Written task: Replace every "Reviewer note" with "Checker note" in the items that begin at the line containing "Reviewer note: check that each instance of the short" and end at the line containing "[[503, 544], [201, 481]]", leaving everything else unchanged, and give back only those lines.

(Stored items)
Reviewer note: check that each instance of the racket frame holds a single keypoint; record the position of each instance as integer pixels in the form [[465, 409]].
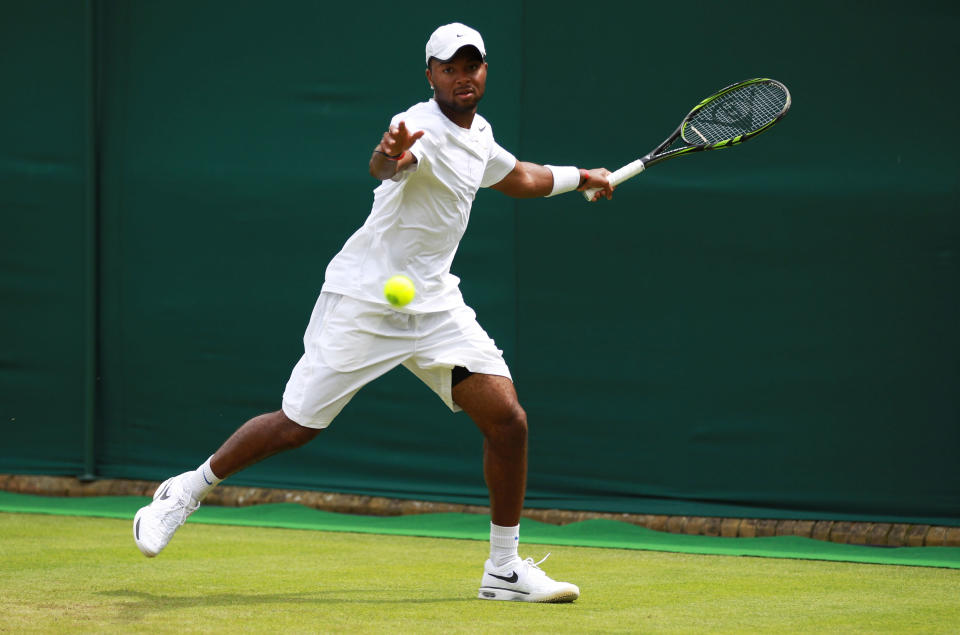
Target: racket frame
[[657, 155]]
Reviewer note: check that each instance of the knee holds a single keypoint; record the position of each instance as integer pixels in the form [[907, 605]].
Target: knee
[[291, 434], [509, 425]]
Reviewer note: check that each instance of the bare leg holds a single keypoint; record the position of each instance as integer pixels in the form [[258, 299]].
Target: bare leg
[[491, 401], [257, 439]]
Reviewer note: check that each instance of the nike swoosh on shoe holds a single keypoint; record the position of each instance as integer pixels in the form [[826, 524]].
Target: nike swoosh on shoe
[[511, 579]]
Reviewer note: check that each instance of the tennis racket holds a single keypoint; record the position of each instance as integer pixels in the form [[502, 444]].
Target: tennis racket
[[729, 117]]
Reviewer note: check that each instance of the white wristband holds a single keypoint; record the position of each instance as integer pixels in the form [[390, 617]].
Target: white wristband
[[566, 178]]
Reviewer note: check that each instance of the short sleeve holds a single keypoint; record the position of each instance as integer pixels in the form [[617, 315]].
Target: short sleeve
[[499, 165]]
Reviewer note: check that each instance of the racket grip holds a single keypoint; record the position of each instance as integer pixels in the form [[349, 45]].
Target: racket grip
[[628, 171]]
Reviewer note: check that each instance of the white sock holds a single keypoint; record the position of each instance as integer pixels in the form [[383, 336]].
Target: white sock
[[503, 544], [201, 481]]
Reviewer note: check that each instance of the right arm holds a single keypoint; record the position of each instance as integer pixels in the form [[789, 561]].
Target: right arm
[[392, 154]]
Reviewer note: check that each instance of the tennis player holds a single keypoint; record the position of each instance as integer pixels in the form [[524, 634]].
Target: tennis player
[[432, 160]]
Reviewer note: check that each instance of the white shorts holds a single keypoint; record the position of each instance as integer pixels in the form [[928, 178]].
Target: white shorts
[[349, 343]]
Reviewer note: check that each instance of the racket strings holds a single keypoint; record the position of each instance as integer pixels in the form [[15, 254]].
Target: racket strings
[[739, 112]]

--

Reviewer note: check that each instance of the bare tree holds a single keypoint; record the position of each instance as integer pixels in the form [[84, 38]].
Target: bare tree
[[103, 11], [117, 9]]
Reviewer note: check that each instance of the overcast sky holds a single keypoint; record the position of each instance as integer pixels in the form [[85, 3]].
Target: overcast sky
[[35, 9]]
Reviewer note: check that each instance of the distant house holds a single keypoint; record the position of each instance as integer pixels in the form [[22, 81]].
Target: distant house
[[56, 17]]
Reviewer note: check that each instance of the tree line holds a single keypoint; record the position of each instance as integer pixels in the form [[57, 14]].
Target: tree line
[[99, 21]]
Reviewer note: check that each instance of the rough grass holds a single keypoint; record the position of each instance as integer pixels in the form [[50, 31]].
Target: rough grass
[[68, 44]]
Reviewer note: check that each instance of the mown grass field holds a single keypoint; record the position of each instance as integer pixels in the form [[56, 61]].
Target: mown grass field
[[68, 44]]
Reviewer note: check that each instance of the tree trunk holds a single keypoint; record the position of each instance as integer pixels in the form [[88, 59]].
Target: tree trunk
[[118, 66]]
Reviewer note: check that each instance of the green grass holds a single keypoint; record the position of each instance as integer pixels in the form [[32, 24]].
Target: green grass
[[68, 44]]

Expected answer:
Checker note: check that each instance of the short sleeve holds a single keypoint; record the position of each instance as integer pixels in the form [[617, 315]].
Target: short sleeve
[[499, 165]]
Checker note: check that each instance of the racket grip holds a single keypoint; record the position of each instance as integer pixels in the form [[349, 45]].
Target: racket grip
[[628, 171]]
Checker note: check that each instance of the white sock holds a single keypoint; record the position of each instance as integer pixels in the form [[383, 336]].
Target: white sock
[[503, 544], [201, 481]]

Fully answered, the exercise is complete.